_Aplica lo leído_
[a] Responde, según el fragmento sobre la cultura terapéutica, estas tres preguntas:
(i) ¿Qué cargo ocupa Frank Furedi y en qué universidad?
(ii) ¿En qué año se publicó el libro "Therapy Culture"?
(iii) ¿A qué figuras se recurría en el pasado para resolver los dilemas que planteaba la vida?
[b] Extrae del fragmento sobre la cultura terapéutica, sin alterar nada, el pasaje que va desde "En el pasado, se" hasta "planteaba la vida.", ambos incluidos.

Incapaz de gestionar el sufrimiento, el hombre contemporáneo es un sujeto emocionalmente vulnerable, que necesita de un experto para lidiar con los problemas cotidianos.
Un simple fracaso, decepción o rechazo constituirían detonantes de baja autoestima, una enfermedad invisible que menoscaba la capacidad de las personas para tomar las riendas de su vida.
Así, la terapia psicológica se ha introducido en multitud de ámbitos que la gente resolvía antaño por sí misma o con la ayuda de familiares y allegados
Frank Furedi, profesor emérito de Sociología en la University of Kent (Inglaterra), advierte sobre la aparición de una “cultura terapéutica” en donde las personas exponencialmente entienden y viven sus vidas a través del discurso terapéutico experto.
En su libro “Therapy Culture” (2004) escribe: “La cultura moderna ha convertido en patologías lo que antiguamente no eran más que respuestas emocionales desagradables ante las presiones de la vida. Ha impulsado a los individuos a sentirse traumatizados y deprimidos por experiencias que hasta ahora se consideraban rutinarias”.
En el pasado, se recurría a figuras con experiencias vital, como los padres o los abuelos, o -llegado el caso- a los amigos, para resolver los dilemas que planteaba la vida.

_Entradas proporcionadas_
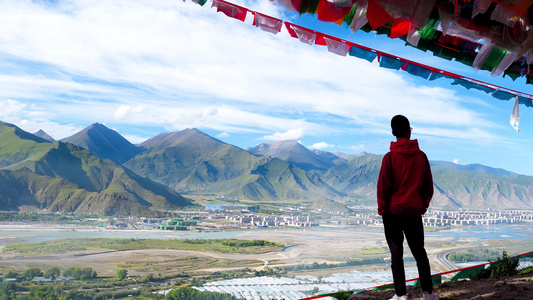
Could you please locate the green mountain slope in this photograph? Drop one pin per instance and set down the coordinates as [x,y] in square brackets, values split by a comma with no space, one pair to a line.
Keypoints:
[104,143]
[293,152]
[67,178]
[356,177]
[476,190]
[275,179]
[190,160]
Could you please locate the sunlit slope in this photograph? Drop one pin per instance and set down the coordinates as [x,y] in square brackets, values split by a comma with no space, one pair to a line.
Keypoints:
[477,190]
[357,176]
[455,186]
[104,143]
[190,160]
[275,179]
[293,152]
[67,178]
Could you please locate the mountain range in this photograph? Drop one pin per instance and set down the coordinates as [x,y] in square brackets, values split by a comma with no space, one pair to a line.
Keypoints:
[98,171]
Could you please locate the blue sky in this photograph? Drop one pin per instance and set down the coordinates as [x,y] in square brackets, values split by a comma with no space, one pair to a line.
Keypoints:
[146,67]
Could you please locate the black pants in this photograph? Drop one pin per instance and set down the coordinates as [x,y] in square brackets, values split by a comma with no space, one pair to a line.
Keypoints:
[413,228]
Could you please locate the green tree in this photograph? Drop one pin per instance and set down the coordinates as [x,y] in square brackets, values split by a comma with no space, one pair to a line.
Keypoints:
[122,273]
[190,293]
[11,274]
[28,274]
[52,272]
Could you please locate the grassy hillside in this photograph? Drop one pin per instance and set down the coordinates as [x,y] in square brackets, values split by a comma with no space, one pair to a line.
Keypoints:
[67,178]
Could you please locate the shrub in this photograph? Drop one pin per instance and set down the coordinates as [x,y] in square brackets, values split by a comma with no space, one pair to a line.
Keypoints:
[504,266]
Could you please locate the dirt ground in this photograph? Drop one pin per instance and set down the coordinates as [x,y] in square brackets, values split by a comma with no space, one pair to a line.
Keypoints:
[510,288]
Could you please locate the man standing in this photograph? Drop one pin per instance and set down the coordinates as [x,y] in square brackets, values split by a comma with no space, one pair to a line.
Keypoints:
[405,188]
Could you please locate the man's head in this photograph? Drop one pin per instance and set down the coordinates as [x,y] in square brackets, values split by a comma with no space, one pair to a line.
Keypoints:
[401,127]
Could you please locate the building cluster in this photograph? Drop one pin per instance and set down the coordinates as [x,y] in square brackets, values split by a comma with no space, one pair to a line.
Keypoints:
[437,218]
[274,221]
[463,218]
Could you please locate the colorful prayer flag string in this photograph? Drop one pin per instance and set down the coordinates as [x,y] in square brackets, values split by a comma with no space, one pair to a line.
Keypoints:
[342,47]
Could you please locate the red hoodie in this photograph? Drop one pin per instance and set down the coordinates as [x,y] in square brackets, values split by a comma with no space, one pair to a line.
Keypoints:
[405,184]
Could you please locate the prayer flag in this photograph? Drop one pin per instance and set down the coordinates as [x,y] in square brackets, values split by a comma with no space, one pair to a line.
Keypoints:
[390,62]
[267,23]
[400,27]
[417,70]
[363,53]
[230,9]
[304,35]
[338,47]
[377,16]
[501,95]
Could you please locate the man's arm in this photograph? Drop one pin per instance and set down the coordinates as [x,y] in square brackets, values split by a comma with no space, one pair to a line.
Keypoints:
[384,185]
[427,185]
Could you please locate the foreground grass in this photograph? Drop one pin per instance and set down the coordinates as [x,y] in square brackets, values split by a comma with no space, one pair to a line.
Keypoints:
[99,245]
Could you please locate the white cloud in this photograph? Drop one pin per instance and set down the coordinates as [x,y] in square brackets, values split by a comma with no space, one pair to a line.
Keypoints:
[10,108]
[134,139]
[223,135]
[321,145]
[180,65]
[357,147]
[292,134]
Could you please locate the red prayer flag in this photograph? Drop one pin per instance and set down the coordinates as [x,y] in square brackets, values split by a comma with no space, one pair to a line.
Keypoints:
[290,30]
[320,40]
[376,15]
[267,23]
[328,12]
[230,9]
[399,28]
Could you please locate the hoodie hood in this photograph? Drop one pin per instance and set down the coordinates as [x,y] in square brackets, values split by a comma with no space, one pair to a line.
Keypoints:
[405,146]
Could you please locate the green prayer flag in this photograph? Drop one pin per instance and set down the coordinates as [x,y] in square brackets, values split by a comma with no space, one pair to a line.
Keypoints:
[466,273]
[309,6]
[428,32]
[434,280]
[384,287]
[465,58]
[446,53]
[513,74]
[495,57]
[349,17]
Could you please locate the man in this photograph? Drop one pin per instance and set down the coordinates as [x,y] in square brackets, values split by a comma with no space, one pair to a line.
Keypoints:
[405,188]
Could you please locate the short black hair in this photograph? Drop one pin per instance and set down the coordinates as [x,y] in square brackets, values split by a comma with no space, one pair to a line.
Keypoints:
[400,126]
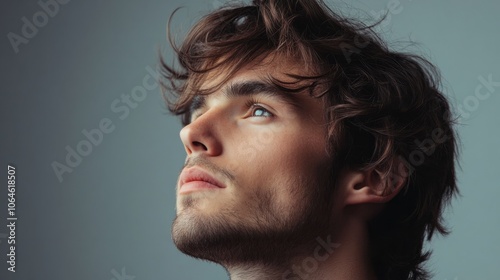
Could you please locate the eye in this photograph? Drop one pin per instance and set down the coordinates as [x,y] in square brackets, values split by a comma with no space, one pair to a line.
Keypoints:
[257,110]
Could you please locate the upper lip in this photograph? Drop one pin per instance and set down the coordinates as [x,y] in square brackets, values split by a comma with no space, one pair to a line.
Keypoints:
[197,174]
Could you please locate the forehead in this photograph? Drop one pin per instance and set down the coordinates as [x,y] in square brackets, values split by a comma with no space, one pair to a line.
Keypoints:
[266,67]
[257,78]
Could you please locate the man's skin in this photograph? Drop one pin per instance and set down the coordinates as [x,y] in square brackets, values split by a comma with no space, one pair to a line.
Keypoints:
[273,214]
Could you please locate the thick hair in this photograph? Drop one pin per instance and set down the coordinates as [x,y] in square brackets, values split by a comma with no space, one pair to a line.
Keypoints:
[384,108]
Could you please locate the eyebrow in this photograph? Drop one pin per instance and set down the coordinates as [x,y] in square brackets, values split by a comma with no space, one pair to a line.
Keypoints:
[248,88]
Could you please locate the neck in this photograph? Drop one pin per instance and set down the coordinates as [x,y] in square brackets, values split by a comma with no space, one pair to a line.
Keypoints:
[343,257]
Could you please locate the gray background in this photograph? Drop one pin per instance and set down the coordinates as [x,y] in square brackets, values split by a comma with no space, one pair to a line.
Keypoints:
[111,215]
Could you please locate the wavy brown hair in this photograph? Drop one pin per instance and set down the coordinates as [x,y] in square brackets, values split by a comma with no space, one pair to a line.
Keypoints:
[383,108]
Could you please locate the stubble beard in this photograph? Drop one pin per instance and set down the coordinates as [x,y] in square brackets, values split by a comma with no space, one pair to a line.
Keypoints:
[274,243]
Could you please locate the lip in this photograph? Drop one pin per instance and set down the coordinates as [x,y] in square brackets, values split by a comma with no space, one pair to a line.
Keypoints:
[196,179]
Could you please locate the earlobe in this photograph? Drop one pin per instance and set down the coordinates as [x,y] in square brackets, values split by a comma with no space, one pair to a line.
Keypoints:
[372,186]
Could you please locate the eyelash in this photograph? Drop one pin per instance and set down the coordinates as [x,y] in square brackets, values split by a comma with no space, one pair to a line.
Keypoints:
[255,104]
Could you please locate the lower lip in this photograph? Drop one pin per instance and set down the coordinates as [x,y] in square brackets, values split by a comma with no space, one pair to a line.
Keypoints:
[196,186]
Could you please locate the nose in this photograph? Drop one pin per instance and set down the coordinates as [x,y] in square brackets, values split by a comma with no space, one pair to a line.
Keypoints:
[200,136]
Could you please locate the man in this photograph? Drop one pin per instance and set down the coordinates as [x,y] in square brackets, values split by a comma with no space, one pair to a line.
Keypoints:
[313,151]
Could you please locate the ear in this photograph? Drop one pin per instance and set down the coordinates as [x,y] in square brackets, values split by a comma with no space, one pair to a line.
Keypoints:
[373,186]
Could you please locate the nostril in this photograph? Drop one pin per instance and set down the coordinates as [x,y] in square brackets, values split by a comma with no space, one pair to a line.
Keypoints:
[199,144]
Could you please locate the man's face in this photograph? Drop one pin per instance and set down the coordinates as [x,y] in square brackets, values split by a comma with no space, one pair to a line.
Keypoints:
[257,176]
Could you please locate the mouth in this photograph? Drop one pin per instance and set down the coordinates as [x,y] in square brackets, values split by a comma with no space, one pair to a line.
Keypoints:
[195,179]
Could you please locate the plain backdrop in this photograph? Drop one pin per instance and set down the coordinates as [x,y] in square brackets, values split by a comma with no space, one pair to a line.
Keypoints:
[110,217]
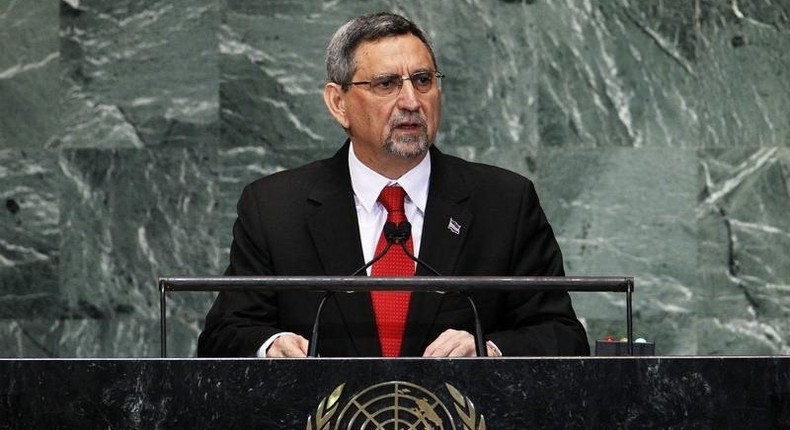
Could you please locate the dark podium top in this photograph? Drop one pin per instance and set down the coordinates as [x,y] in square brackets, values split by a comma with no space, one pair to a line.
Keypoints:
[475,393]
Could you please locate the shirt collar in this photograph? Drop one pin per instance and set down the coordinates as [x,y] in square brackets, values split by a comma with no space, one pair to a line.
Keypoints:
[367,183]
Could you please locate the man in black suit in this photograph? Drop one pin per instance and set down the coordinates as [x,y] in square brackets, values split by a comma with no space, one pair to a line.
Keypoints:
[324,219]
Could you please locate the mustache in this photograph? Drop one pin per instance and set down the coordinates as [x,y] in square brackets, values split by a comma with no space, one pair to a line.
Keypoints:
[408,118]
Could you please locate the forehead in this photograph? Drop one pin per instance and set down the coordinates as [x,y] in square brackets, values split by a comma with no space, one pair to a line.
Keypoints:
[396,54]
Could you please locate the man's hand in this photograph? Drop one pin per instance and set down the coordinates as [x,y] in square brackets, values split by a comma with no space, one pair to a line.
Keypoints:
[288,345]
[452,343]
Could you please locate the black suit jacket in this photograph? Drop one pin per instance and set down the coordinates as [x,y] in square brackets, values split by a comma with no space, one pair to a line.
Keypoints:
[303,222]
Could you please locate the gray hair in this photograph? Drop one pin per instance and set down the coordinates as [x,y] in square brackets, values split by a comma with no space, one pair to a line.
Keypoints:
[340,64]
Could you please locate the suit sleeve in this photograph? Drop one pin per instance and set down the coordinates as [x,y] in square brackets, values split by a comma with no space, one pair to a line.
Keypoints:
[538,324]
[239,322]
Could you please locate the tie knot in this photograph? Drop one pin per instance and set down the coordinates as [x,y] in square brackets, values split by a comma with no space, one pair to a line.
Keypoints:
[392,199]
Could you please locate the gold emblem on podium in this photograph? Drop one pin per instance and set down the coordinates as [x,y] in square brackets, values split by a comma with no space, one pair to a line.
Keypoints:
[395,405]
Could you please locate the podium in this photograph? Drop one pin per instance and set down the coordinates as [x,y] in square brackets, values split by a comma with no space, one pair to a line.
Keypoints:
[502,393]
[462,285]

_Respuestas de actividades_
[a]
(i) Es profesor emérito de Sociología en la University of Kent (Inglaterra).
(ii) En 2004.
(iii) A los padres o los abuelos y, llegado el caso, a los amigos.

[b]
En el pasado, se recurría a figuras con experiencias vital, como los padres o los abuelos, o -llegado el caso- a los amigos, para resolver los dilemas que planteaba la vida.